### REQUIRED TASK
Begin at the line containing "Please mark the neck" and copy exactly through the last line of the listing, skipping every picture.
>> start TASK INPUTS
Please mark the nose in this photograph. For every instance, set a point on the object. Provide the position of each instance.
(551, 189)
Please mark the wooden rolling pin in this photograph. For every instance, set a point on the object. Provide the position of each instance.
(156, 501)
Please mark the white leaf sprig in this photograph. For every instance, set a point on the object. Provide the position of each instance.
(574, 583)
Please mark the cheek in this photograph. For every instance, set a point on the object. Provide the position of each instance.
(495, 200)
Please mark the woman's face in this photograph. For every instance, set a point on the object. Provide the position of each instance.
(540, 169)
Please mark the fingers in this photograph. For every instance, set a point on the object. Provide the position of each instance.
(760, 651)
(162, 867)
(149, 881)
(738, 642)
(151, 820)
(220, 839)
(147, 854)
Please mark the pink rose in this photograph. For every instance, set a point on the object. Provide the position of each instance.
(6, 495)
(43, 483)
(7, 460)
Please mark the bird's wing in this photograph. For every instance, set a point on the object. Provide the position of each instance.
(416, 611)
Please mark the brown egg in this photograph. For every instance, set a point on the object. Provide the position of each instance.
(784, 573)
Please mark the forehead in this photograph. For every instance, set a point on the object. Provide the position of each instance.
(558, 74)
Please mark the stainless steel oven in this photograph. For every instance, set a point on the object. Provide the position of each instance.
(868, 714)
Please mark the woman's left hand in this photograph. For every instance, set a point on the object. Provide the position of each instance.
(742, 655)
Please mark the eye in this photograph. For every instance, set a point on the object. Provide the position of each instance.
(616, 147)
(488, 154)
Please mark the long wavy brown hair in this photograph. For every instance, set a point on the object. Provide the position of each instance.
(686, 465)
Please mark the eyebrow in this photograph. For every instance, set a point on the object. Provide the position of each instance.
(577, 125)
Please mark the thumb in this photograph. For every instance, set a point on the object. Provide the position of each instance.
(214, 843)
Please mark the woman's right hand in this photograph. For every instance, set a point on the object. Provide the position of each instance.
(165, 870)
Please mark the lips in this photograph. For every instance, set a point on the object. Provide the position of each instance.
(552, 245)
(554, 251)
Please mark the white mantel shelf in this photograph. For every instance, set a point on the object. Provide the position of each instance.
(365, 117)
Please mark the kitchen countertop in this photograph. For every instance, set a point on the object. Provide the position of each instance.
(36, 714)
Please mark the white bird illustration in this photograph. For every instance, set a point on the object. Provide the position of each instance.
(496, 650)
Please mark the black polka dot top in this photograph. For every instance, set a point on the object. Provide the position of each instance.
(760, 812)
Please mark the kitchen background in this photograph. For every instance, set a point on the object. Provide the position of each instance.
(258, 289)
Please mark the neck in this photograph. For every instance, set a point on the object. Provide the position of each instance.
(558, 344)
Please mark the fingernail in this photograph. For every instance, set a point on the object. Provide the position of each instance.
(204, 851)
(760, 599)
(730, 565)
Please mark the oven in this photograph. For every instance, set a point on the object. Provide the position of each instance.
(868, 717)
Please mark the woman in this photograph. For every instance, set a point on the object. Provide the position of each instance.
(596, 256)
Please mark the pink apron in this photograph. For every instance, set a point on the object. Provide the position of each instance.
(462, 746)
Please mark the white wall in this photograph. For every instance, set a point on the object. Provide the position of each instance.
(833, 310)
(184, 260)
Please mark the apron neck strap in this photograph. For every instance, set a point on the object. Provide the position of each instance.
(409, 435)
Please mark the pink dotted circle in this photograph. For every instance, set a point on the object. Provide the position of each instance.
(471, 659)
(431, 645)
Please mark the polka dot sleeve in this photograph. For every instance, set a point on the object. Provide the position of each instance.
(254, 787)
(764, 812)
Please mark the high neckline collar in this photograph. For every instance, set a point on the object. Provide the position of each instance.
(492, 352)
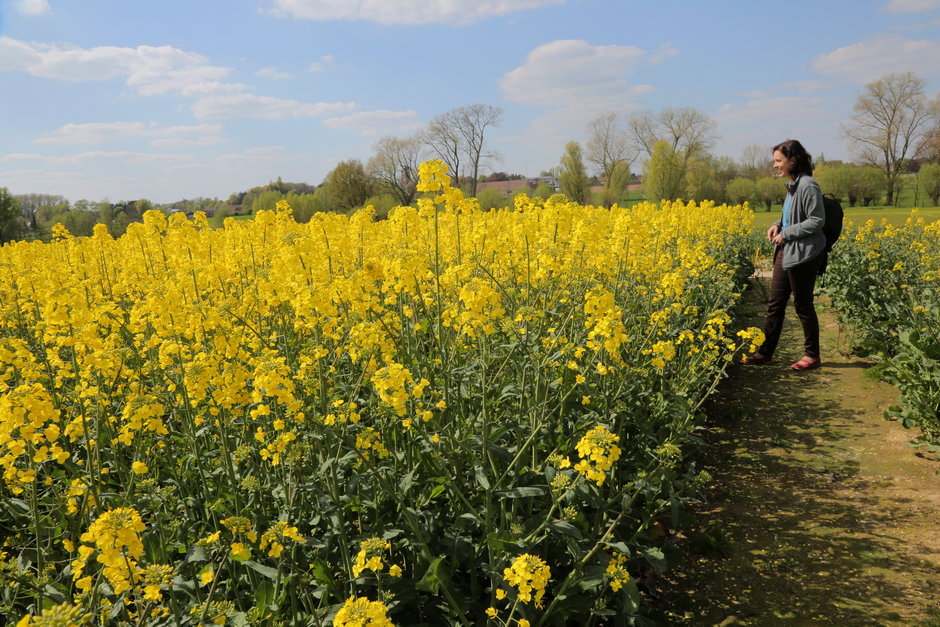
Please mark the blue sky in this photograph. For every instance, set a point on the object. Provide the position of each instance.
>> end TASK INPUTS
### WRITTEN ANSWER
Please mark the neck in this photograph. For every instance, set a point on the object. Provide the position of each instance.
(558, 344)
Please mark the fingernail in this photograph. For every instance, set a point on the object. Provide the position of each instance.
(204, 851)
(760, 599)
(730, 565)
Please mark the oven in this photograph. For every instance, set a point on the object. Provide the position of each instance.
(868, 717)
Please mark the woman in this photograph. For every instance, set a point on the object. Provide the position of each instance.
(596, 256)
Please mark the pink apron in this photograph. For every instance, set a point on the object. Provide the position of each instance.
(462, 746)
Please mark the white wall in this photograph. For every instance, set a point on the object. Provide the position of each instance.
(833, 310)
(184, 260)
Please mark the apron neck strap in this photograph. For every instance, set a point on the object. Provide the position of each instance.
(409, 435)
Please mark the pink dotted circle in this photograph. For every instance, set a point on the object. Provide the position of each instance.
(471, 659)
(431, 645)
Please mark the polka dot sleeve in this photograph. For every instance, set a point on the object. Provide the position of each instance.
(254, 787)
(764, 812)
Please mark the high neckline collar in this photograph. For every instance, set a point on the object. Provide the position of each instance.
(492, 352)
Please mark the blue sky in this photograph. For every instance, set a point on the object. Provide the position of each instance.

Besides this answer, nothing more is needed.